— Instructions to follow —
Reproduce every line of the listing below, requests included, and multiply each coordinate in the answer points by 2.25, rounding to whole numbers with halves rounded up. Leave the requests and their sample notation unchanged.
-- Start of Supplied information --
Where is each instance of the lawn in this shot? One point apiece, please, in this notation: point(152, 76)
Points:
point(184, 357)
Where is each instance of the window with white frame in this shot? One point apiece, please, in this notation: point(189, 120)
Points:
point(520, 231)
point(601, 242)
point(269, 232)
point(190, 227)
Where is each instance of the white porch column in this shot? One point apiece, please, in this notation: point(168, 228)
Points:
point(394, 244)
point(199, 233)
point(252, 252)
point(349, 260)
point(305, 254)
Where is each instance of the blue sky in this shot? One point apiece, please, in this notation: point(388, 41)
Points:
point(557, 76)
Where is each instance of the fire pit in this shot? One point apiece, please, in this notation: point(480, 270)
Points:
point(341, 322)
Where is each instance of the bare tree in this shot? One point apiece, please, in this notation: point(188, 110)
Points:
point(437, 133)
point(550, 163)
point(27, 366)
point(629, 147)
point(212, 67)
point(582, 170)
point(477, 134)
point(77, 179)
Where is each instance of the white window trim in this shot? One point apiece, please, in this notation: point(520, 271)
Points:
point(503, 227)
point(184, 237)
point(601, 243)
-- End of Supplied information --
— Task response —
Where is each instance of the lawn in this shot? One point apiece, please, in this notation: point(152, 76)
Points:
point(414, 803)
Where is each instance of the window with white frame in this shot? One point apiece, please, in this notation: point(189, 120)
Points:
point(1170, 520)
point(1352, 545)
point(605, 522)
point(428, 511)
Where is each instance of the white porch column in this shot? One point apiece, please, in this notation: point(168, 228)
Points:
point(887, 549)
point(448, 524)
point(567, 567)
point(785, 585)
point(686, 572)
Where is each instance of the blue sky in this shot? One point apiece, please, in this notation: point(388, 41)
Points:
point(1253, 171)
Where is each instance of the fire pit in this shot? One point apiece, please, in this notation: point(480, 270)
Points:
point(767, 725)
Where is each instance of the bare tree in this shot? One point apiece, please, in this notation: point(188, 110)
Points:
point(983, 299)
point(1238, 367)
point(61, 824)
point(1415, 331)
point(477, 151)
point(1310, 383)
point(1073, 302)
point(173, 403)
Where is each instance of the white window trim in this shot? One point apiece, please, in this notation: point(520, 271)
Points:
point(1132, 511)
point(414, 533)
point(1352, 547)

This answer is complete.